Objective:
Begin at the line that has "of the cattle" and stop at the end of the material. Rewrite each of those lines, requests included, and add 130 to every coordinate in the answers.

Listing:

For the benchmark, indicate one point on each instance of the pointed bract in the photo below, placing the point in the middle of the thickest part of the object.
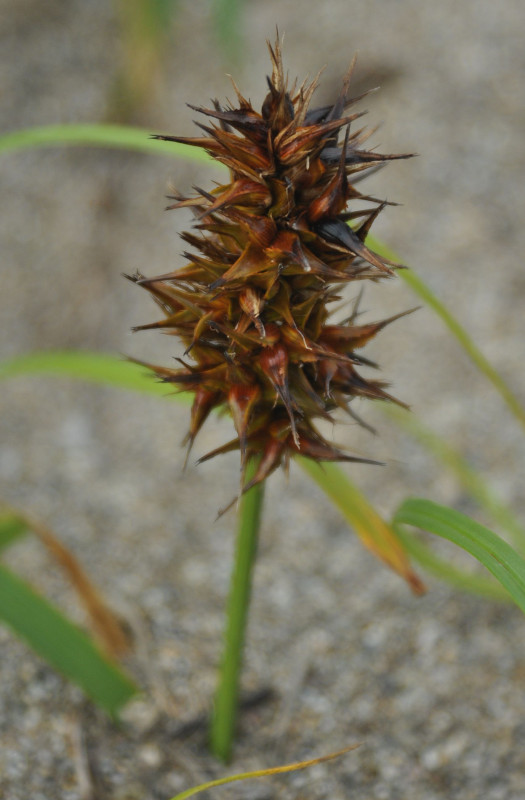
(273, 249)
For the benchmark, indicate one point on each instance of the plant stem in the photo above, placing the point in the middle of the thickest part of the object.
(224, 714)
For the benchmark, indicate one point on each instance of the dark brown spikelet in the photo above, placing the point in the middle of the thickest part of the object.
(272, 250)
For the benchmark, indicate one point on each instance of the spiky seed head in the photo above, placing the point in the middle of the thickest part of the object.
(272, 252)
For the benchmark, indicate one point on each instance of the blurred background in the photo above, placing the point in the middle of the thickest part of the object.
(434, 686)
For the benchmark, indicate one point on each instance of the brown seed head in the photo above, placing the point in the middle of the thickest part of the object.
(274, 250)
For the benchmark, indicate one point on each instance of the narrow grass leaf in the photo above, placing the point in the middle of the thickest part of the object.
(101, 368)
(263, 773)
(434, 565)
(473, 352)
(491, 551)
(372, 529)
(468, 477)
(121, 137)
(62, 644)
(226, 21)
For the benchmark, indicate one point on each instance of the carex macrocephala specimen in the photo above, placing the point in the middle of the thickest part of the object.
(273, 248)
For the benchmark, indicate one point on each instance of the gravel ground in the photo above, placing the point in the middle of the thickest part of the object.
(432, 687)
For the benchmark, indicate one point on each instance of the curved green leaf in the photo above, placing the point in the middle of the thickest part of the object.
(491, 551)
(101, 368)
(468, 477)
(444, 571)
(122, 137)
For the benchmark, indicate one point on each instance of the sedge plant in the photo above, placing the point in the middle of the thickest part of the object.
(271, 253)
(273, 248)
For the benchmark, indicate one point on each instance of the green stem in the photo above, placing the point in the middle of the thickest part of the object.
(224, 715)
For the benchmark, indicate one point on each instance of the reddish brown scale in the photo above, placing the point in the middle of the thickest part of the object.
(274, 250)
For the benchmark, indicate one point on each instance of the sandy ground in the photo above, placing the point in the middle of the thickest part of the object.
(432, 687)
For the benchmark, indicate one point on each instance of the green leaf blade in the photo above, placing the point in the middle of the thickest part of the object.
(121, 137)
(100, 368)
(491, 551)
(62, 644)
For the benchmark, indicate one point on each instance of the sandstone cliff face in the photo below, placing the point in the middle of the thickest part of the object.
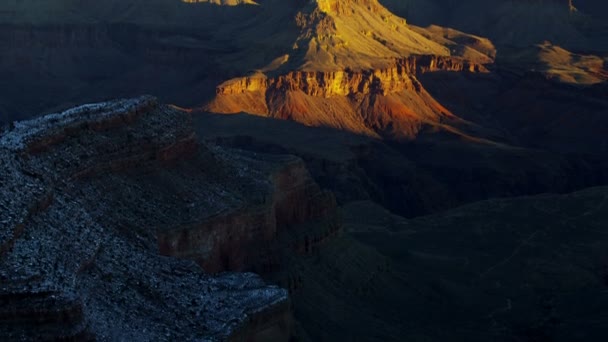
(245, 238)
(88, 197)
(379, 102)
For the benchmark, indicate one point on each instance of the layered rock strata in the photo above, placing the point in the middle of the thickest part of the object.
(387, 102)
(87, 196)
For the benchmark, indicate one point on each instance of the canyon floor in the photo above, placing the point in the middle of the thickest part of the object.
(323, 170)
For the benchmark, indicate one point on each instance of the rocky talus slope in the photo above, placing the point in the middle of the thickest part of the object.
(353, 67)
(93, 196)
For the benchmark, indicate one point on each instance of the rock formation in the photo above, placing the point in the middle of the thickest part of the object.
(89, 196)
(353, 67)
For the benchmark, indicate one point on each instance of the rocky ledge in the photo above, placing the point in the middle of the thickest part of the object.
(90, 194)
(387, 102)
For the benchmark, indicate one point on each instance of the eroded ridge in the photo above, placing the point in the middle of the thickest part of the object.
(86, 195)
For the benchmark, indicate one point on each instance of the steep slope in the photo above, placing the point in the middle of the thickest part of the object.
(352, 67)
(92, 196)
(514, 23)
(557, 64)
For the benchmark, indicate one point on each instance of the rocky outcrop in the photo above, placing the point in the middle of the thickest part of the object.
(88, 196)
(388, 102)
(348, 82)
(245, 238)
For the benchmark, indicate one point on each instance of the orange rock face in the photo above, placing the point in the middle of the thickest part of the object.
(378, 102)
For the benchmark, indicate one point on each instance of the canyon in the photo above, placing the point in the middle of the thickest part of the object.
(317, 170)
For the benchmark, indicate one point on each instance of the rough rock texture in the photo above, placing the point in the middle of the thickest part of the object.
(89, 194)
(388, 102)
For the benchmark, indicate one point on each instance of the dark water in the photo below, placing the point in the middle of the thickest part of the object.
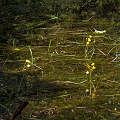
(58, 74)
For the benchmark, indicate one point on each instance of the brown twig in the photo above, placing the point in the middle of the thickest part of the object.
(20, 107)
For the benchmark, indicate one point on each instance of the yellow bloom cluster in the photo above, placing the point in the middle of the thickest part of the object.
(90, 67)
(88, 40)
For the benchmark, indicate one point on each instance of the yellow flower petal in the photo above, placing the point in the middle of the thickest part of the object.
(93, 67)
(87, 72)
(93, 64)
(90, 36)
(89, 39)
(28, 61)
(87, 43)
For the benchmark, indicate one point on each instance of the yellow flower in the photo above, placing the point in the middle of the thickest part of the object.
(88, 66)
(87, 72)
(93, 67)
(89, 39)
(93, 64)
(90, 36)
(87, 90)
(28, 65)
(28, 61)
(87, 43)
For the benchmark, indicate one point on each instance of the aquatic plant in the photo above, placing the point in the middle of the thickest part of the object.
(90, 67)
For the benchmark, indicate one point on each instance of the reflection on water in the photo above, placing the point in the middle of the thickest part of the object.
(63, 81)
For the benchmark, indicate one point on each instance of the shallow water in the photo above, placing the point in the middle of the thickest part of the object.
(58, 74)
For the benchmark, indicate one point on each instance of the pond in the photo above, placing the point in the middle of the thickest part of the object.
(66, 71)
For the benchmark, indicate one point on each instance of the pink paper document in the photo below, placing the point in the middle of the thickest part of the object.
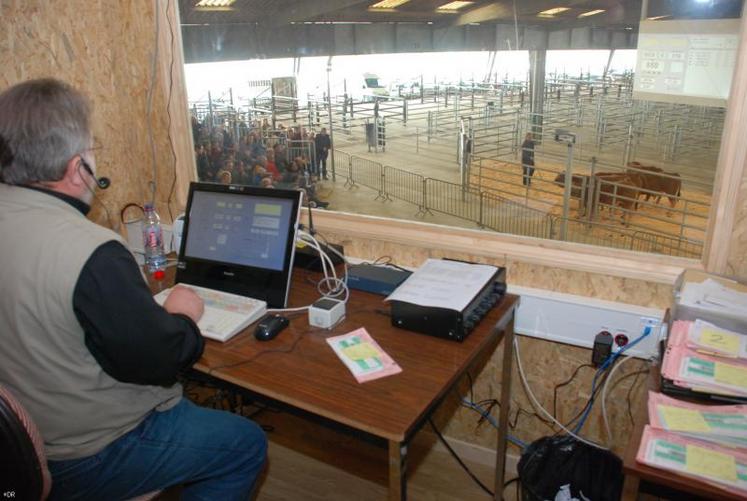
(363, 356)
(719, 466)
(721, 424)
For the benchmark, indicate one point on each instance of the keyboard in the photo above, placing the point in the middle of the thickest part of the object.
(225, 314)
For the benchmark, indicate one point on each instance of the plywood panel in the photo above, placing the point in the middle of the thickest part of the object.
(737, 262)
(104, 49)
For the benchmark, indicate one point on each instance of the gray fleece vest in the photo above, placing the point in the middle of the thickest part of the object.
(79, 409)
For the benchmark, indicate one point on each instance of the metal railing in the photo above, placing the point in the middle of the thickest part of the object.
(492, 211)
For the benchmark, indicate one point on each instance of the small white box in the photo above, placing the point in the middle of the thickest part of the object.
(326, 312)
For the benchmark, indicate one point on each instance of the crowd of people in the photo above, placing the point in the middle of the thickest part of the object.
(261, 156)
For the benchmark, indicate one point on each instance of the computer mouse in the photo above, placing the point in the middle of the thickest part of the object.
(270, 326)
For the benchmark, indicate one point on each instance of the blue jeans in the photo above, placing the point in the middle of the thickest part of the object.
(213, 454)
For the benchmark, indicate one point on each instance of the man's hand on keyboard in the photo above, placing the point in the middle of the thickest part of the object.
(185, 301)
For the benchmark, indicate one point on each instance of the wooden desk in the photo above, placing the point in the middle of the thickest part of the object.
(298, 368)
(642, 478)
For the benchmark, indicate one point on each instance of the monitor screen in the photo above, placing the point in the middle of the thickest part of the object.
(239, 229)
(240, 239)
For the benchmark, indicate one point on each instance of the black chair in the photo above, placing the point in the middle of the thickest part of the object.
(23, 465)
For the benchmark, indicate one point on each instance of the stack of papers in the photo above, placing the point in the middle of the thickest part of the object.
(363, 356)
(720, 467)
(706, 358)
(705, 442)
(721, 424)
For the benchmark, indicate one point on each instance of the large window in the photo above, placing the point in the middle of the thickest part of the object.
(550, 142)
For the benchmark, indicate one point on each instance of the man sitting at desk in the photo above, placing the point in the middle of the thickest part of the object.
(85, 348)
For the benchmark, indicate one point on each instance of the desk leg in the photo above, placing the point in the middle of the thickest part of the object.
(500, 458)
(397, 471)
(630, 488)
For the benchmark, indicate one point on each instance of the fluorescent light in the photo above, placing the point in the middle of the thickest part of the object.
(552, 12)
(388, 4)
(453, 6)
(591, 13)
(214, 3)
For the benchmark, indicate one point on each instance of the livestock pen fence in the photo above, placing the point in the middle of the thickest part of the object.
(491, 210)
(680, 217)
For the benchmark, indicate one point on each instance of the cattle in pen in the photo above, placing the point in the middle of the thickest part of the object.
(657, 182)
(605, 189)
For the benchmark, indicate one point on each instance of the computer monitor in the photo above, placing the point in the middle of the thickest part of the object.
(240, 239)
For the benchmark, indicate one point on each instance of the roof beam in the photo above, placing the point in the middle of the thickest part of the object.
(309, 10)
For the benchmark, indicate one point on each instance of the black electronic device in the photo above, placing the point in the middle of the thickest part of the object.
(447, 323)
(377, 279)
(270, 326)
(101, 182)
(602, 348)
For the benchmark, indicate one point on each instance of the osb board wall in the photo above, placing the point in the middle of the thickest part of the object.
(737, 262)
(545, 363)
(103, 49)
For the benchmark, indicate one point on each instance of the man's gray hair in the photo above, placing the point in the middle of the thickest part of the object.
(43, 124)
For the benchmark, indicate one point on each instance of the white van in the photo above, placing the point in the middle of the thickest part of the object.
(371, 88)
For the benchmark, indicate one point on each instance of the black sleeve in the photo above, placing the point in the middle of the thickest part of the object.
(133, 338)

Written answer:
For the benchmark, indicate one point on each instance of the cattle in pen in the photo above, placing the point in the middle of the thickest part of the object.
(787, 312)
(735, 319)
For the benchmark, indicate one point on each instance of the computer monitor in the photo above, placing the point in the middle of the thickest part of the object.
(370, 369)
For the benchmark, indicate one point on each instance of the roof beam in the photo above, placing the point in the middle of the thickest part of the object.
(439, 140)
For the benchmark, indicate one point on each instance of the black electronic device in the photo above, placing the point in the middle of the thickest part of the object.
(577, 453)
(507, 409)
(400, 456)
(231, 312)
(732, 478)
For the benchmark, indicate one point on each instance of the osb board wall in the photo above, placing the point in the middle of the thickest part of the object.
(867, 392)
(675, 493)
(233, 179)
For the benchmark, indicate one point on each instance of the man's gray hair in the photo above, placing the point in the middle of the thickest part of the object.
(173, 254)
For the benchmark, indicate one point on each instance of the white van in the photo above, placing the point in the middle of the thickest part of the object.
(501, 218)
For the benchmark, indicate one point on each instance of the black sleeve in the photo above, placing the point in the middle of the thickest part of the object.
(263, 468)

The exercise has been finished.